■ Data records

_____

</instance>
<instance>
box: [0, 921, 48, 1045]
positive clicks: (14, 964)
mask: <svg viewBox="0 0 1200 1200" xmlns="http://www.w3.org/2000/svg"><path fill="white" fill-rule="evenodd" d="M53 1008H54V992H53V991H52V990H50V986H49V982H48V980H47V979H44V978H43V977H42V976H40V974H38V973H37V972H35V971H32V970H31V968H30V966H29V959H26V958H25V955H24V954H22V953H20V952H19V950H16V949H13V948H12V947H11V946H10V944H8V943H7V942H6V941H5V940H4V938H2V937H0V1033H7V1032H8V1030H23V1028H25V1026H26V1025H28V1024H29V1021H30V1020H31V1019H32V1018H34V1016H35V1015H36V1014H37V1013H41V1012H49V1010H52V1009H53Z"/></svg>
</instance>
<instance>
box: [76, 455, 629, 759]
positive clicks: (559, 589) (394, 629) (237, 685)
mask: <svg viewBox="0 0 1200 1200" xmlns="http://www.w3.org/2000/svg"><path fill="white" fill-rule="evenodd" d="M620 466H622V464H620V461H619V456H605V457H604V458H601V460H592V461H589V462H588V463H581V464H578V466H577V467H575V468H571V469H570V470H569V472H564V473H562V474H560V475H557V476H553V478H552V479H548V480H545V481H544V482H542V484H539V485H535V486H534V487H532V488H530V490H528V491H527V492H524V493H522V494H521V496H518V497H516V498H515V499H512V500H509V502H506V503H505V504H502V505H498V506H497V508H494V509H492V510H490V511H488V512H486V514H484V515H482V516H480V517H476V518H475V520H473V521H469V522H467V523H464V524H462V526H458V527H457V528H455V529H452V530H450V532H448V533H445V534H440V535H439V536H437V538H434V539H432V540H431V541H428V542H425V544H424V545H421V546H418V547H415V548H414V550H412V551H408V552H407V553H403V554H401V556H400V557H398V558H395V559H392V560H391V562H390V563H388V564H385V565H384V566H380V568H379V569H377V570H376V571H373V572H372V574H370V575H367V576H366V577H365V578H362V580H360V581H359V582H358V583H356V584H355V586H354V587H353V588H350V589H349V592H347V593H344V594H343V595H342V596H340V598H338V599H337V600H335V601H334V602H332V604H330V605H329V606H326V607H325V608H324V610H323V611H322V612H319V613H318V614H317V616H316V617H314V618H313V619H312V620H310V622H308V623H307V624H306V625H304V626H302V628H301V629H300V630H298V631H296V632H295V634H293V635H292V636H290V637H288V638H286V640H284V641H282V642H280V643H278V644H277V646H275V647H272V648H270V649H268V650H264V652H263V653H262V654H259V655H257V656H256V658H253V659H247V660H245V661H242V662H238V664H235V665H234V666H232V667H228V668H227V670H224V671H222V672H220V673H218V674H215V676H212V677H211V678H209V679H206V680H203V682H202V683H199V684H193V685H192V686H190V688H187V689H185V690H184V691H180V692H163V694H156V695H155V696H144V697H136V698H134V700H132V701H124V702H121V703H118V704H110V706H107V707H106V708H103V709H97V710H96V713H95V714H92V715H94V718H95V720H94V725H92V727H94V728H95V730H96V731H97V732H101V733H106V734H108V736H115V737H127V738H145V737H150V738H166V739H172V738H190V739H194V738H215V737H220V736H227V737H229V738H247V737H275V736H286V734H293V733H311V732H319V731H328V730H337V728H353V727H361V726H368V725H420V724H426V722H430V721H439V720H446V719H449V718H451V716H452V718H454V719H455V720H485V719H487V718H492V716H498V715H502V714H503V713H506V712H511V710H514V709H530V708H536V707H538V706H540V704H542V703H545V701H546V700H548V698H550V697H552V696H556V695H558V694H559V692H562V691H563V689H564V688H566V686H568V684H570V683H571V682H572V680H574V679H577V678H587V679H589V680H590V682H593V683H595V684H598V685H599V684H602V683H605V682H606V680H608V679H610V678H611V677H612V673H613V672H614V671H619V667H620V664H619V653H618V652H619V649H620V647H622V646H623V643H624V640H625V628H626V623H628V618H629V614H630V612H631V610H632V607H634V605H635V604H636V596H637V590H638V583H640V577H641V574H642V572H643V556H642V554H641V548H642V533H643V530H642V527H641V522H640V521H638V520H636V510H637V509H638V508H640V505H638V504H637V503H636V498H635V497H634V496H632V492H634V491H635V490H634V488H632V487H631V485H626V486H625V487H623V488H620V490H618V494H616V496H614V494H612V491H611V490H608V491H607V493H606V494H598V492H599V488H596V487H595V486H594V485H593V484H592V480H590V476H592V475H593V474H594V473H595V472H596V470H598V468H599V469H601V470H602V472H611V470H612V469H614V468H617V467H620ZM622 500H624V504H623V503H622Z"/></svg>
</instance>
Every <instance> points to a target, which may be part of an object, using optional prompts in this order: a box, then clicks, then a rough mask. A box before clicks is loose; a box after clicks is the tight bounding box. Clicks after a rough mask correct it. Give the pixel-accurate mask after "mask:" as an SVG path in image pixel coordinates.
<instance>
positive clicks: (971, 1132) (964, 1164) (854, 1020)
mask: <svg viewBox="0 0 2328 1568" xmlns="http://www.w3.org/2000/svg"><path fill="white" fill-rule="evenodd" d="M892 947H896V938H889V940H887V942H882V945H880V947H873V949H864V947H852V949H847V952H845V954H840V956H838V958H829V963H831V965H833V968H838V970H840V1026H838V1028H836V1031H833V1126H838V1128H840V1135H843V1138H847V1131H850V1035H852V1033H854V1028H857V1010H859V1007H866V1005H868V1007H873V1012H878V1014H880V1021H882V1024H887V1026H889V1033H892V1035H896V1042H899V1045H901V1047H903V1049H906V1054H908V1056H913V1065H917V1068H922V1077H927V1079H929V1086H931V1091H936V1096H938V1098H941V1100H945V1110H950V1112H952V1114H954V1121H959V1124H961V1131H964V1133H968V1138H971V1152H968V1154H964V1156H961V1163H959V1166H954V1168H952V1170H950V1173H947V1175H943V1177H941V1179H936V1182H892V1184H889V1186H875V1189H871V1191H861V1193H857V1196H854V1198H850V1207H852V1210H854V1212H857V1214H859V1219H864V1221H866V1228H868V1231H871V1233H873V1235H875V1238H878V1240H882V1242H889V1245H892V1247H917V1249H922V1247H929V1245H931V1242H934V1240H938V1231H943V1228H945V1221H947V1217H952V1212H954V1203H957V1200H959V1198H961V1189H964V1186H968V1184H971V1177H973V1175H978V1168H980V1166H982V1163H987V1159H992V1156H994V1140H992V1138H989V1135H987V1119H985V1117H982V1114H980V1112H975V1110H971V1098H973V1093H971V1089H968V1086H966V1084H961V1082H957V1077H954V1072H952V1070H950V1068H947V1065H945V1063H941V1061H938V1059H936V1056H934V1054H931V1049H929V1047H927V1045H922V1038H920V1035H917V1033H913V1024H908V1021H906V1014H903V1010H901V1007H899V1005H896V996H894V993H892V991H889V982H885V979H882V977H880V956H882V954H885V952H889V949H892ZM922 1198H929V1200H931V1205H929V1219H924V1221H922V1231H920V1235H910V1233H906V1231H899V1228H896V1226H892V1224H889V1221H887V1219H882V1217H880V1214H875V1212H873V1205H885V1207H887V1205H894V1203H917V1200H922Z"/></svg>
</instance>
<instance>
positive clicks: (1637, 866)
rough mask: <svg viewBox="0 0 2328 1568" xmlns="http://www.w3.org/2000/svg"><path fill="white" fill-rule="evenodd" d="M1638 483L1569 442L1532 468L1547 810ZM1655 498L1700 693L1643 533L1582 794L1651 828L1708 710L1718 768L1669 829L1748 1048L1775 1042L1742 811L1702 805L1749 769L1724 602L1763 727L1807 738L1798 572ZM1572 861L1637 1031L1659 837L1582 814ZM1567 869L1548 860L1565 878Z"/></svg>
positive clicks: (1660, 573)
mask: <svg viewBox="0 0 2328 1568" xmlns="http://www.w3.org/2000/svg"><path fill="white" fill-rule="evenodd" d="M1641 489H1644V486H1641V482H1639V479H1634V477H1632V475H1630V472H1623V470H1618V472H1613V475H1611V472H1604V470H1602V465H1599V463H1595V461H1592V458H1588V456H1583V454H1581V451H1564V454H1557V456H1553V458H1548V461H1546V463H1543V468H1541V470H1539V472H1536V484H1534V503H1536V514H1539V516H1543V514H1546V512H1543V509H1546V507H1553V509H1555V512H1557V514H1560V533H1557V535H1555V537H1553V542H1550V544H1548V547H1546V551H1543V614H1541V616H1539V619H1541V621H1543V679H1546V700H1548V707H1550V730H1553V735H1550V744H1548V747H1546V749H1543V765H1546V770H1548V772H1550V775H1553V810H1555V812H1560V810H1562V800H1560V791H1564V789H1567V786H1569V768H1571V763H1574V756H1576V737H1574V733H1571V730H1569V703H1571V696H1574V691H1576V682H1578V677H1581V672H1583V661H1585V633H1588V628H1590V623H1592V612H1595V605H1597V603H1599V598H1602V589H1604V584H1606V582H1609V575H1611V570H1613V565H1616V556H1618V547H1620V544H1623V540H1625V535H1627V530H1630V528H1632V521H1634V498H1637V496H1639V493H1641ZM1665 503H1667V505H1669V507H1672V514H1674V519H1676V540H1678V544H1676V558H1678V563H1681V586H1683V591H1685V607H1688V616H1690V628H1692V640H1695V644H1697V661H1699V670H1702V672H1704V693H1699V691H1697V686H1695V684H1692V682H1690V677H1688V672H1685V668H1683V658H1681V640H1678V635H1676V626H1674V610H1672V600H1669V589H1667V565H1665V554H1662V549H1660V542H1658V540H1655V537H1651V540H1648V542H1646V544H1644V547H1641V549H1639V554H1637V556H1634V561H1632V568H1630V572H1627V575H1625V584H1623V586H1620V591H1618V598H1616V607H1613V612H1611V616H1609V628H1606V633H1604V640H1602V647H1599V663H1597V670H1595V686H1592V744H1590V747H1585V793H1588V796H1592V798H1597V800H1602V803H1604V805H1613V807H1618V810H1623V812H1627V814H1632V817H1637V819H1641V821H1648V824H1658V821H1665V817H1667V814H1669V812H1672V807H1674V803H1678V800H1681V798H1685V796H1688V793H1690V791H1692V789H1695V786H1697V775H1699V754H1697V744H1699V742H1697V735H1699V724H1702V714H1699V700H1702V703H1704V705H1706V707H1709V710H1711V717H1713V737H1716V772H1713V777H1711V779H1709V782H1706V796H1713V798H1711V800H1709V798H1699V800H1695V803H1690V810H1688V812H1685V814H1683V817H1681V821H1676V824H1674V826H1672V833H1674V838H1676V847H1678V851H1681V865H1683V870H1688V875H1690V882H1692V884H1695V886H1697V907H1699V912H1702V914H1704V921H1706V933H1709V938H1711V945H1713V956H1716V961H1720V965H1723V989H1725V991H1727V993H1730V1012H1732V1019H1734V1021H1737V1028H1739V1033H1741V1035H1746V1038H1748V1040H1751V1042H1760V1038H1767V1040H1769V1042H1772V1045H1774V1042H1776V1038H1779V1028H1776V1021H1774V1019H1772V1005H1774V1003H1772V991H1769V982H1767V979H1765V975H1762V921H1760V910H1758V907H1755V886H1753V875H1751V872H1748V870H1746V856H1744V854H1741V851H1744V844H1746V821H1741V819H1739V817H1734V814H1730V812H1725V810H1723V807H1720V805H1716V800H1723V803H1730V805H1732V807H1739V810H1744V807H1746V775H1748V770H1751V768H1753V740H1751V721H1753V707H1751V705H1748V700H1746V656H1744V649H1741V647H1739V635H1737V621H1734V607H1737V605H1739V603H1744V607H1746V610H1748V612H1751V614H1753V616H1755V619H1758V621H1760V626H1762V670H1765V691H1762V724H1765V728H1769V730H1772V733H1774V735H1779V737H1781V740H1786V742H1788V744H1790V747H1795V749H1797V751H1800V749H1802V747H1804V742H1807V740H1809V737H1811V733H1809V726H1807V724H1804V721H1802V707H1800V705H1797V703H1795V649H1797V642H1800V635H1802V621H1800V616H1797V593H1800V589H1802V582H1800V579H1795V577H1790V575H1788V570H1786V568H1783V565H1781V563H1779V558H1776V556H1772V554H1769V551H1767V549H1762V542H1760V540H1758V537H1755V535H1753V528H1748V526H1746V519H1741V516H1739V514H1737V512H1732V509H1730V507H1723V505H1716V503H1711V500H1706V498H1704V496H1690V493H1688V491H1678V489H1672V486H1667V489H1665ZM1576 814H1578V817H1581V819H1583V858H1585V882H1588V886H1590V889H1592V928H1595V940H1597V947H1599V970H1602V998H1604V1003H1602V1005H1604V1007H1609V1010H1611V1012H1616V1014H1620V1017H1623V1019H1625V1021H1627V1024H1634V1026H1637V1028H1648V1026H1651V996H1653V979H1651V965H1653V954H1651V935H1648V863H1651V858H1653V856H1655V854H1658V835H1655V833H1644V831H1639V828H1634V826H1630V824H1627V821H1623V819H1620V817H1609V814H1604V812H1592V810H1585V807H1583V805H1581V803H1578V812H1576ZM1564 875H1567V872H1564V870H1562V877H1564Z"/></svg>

_____

■ What you will do
Reproduce the lines above verbatim, from the first line of the records through the line containing "positive clicks: (559, 589)", including both of those lines.

■ Answer to the exercise
</instance>
<instance>
box: [0, 921, 48, 1045]
positive clicks: (14, 964)
mask: <svg viewBox="0 0 1200 1200" xmlns="http://www.w3.org/2000/svg"><path fill="white" fill-rule="evenodd" d="M53 1008H54V992H53V991H52V990H50V986H49V982H48V980H47V979H44V978H43V977H42V976H40V974H38V973H37V972H35V971H32V970H31V968H30V966H29V959H26V958H25V955H24V954H22V953H20V952H19V950H16V949H13V948H12V947H11V946H10V944H8V943H7V942H6V941H5V940H4V938H2V937H0V1033H7V1032H8V1030H23V1028H25V1026H26V1025H28V1024H29V1021H30V1020H31V1019H32V1018H34V1016H35V1015H36V1014H37V1013H41V1012H49V1010H52V1009H53Z"/></svg>
</instance>
<instance>
box: [76, 455, 629, 759]
positive clicks: (559, 589) (394, 629) (237, 685)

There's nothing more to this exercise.